● **Task to complete**: Reproduce all the entries exactly.

Pointing and labeling entries:

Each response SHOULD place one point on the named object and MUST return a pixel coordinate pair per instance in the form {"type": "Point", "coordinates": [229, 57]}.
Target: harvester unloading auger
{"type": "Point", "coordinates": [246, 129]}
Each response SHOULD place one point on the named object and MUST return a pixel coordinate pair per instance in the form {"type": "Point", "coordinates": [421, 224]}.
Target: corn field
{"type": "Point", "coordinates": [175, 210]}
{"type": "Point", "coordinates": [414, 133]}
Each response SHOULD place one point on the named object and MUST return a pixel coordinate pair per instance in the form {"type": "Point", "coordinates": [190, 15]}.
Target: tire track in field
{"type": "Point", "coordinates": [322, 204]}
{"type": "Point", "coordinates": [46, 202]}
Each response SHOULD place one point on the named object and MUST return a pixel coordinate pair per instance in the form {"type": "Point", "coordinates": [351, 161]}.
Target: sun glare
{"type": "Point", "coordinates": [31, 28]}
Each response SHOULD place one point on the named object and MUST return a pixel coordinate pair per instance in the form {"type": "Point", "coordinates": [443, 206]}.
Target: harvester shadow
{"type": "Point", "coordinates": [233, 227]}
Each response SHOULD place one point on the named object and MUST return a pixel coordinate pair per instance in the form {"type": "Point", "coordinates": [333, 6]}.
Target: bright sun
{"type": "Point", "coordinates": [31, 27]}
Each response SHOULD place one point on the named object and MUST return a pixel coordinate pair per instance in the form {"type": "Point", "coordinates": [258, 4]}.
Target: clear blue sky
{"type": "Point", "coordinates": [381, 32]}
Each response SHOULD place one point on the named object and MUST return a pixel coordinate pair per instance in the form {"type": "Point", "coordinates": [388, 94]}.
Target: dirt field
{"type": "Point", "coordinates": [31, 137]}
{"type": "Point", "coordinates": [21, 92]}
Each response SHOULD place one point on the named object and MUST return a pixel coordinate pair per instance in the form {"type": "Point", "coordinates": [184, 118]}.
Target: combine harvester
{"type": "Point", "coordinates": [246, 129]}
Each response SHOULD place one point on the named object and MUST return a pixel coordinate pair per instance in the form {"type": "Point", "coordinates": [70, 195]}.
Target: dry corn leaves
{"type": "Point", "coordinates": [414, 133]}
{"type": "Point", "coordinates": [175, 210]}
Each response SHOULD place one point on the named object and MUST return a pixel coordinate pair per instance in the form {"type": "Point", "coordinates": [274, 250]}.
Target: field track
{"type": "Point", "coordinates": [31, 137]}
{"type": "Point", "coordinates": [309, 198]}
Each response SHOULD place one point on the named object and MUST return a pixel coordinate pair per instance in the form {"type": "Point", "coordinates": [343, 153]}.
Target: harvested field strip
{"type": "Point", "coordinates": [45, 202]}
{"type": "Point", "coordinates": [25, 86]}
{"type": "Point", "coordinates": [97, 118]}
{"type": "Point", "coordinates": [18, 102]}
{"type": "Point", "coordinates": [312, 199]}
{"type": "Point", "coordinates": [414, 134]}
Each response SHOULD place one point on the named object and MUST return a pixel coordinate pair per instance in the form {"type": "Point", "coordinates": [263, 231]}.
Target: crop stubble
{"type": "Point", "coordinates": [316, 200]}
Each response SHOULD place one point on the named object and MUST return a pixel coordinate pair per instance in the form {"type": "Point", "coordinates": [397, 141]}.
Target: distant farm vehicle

● **Expected output**:
Each response SHOULD place one point on the named object and MUST return a pixel coordinate pair per instance in the form {"type": "Point", "coordinates": [229, 57]}.
Target: harvester unloading auger
{"type": "Point", "coordinates": [246, 129]}
Each response SHOULD place one point on the named object and MUST return a pixel coordinate pair per instance in the form {"type": "Point", "coordinates": [421, 224]}.
Target: corn field
{"type": "Point", "coordinates": [175, 210]}
{"type": "Point", "coordinates": [414, 133]}
Each response SHOULD place one point on the named object and MUST return a pixel coordinate pair per instance in the form {"type": "Point", "coordinates": [190, 15]}.
Target: tire track in field
{"type": "Point", "coordinates": [322, 204]}
{"type": "Point", "coordinates": [46, 202]}
Each response SHOULD place one point on the named object and MUST return a pixel coordinate pair per instance in the form {"type": "Point", "coordinates": [351, 161]}.
Target: sun glare
{"type": "Point", "coordinates": [31, 28]}
Each response SHOULD place one point on the named object and MUST return a pixel coordinate pair per instance in the form {"type": "Point", "coordinates": [443, 206]}.
Target: harvester shadow
{"type": "Point", "coordinates": [233, 227]}
Each response SHOULD place one point on the named object and MUST return a pixel coordinate pair per instance in the form {"type": "Point", "coordinates": [333, 6]}.
Target: bright sun
{"type": "Point", "coordinates": [31, 27]}
Each response SHOULD place one point on the named object and MUST return a pixel coordinate pair per instance in the form {"type": "Point", "coordinates": [258, 4]}.
Target: clear blue sky
{"type": "Point", "coordinates": [381, 32]}
Each response SHOULD place one point on the named object and MUST return a pixel coordinate pair per instance in the form {"type": "Point", "coordinates": [388, 94]}.
Target: dirt field
{"type": "Point", "coordinates": [31, 137]}
{"type": "Point", "coordinates": [21, 92]}
Each response SHOULD place one point on the named object and MUST return a pixel coordinate pair per instance in the form {"type": "Point", "coordinates": [184, 118]}.
Target: combine harvester
{"type": "Point", "coordinates": [246, 129]}
Each response SHOULD place one point on the named object and MUST return a pixel coordinate pair per instance in the form {"type": "Point", "coordinates": [70, 195]}.
Target: dry corn leaves
{"type": "Point", "coordinates": [414, 133]}
{"type": "Point", "coordinates": [175, 210]}
Each response SHOULD place one point on the named object and MUST return a pixel coordinate pair per instance in the form {"type": "Point", "coordinates": [274, 250]}.
Target: field track
{"type": "Point", "coordinates": [31, 137]}
{"type": "Point", "coordinates": [309, 198]}
Each response SHOULD place one point on the named object and MUST return a pixel coordinate pair per instance in the form {"type": "Point", "coordinates": [343, 153]}.
Target: harvested field strip
{"type": "Point", "coordinates": [45, 202]}
{"type": "Point", "coordinates": [25, 86]}
{"type": "Point", "coordinates": [97, 118]}
{"type": "Point", "coordinates": [18, 102]}
{"type": "Point", "coordinates": [312, 199]}
{"type": "Point", "coordinates": [414, 134]}
Each response SHOULD place one point on the named object and MUST return a pixel coordinate pair per instance in the form {"type": "Point", "coordinates": [263, 231]}.
Target: crop stubble
{"type": "Point", "coordinates": [316, 200]}
Each response SHOULD place one point on the named object and MUST return a pixel coordinate pair per instance in the form {"type": "Point", "coordinates": [397, 141]}.
Target: distant farm vehicle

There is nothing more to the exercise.